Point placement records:
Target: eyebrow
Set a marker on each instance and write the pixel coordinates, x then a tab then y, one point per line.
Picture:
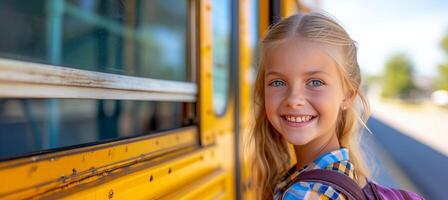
308	73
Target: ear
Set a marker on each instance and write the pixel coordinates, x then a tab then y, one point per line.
349	99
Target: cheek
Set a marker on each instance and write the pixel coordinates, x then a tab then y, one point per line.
271	102
326	104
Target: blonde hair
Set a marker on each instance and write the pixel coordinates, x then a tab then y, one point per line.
272	154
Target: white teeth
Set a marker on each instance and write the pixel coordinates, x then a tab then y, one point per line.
298	119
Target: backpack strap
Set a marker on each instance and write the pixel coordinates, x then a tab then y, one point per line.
338	181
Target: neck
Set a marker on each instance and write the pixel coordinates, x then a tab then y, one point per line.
307	153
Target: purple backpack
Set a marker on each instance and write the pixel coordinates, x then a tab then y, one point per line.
351	189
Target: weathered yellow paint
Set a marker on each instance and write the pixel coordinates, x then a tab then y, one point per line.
151	180
246	95
35	175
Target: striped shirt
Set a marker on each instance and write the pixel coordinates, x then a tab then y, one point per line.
337	160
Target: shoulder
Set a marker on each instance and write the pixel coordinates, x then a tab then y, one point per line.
311	190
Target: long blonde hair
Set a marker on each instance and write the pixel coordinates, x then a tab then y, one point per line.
272	153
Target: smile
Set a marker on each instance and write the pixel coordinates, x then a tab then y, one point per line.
298	121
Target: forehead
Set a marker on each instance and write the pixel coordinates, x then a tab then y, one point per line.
295	56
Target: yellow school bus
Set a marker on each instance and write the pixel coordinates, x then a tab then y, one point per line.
129	99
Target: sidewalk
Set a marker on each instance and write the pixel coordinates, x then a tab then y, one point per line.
425	123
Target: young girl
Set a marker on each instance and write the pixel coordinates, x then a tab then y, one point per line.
307	94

WRITTEN EXERCISE ▸
Duplicate the records above line for line, without any change, and leave the picture out.

REPLY TO THE EXERCISE ▸
Target: eyebrow
Set a marker on each instance and write the pixel coordinates, x then a tab then y, one point per line.
Picture:
308	73
Target: ear
Set a marker on each instance and write the pixel coordinates, x then a tab then y, one point per line.
349	99
Target: cheek
Set a marker on each instance and write the pixel coordinates, x then a tab then y, one point per line.
271	102
326	104
Target: blonde hair
Set a marker on each instance and write the pixel coordinates, x then a tab then y, one point per line.
272	154
Target: white teeth
Set a marker on each instance and write the pixel coordinates, x then a tab then y, one point per line.
298	119
Target: backpack strap
Set a marker on each instance and write the pixel coordinates, x then a tab then y, one point per line.
338	181
Target: neck
Set a marker on each instance and write the pixel coordinates, x then a tab then y, one point per line.
307	153
Target: purple backpack
Set a marker on each instance and write the pixel coordinates, x then a tab then y, one point per line.
351	189
Target: weathered yellow paint
Set a marker on each instance and write the pixel coordinates, x then a tab then y, one point per line.
151	180
246	95
35	175
Target: striped shirt
Set a marker on each instance and write the pixel coordinates, x then a tab then y, one point per line.
337	160
Target: shoulder
Set a marker on each instance and write the pixel coordinates, x then a tab then y, one point per line.
311	190
Target: long blonde hair
Set a marker on each instance and write the pixel coordinates, x then a tab then y, one point per line.
272	153
Target: smile
Set a marker on each instance and write the pixel coordinates, x then a tab then y, one point per line.
298	121
Target: forehead
Set a marker on each instance and write the pixel coordinates, x then a tab then y, one point per line.
295	56
Target: yellow school bus
Set a marker on each instance and write the pixel coordinates, x then a tab then y, one point per line.
129	99
Target: sidewalk
Set a marker on each instance and write the pixel coordinates, x then a tab then y, one point per line.
425	123
Target: young girl
Set a marker on each instance and write the pixel coordinates, x then a tab then y, one point per line.
307	94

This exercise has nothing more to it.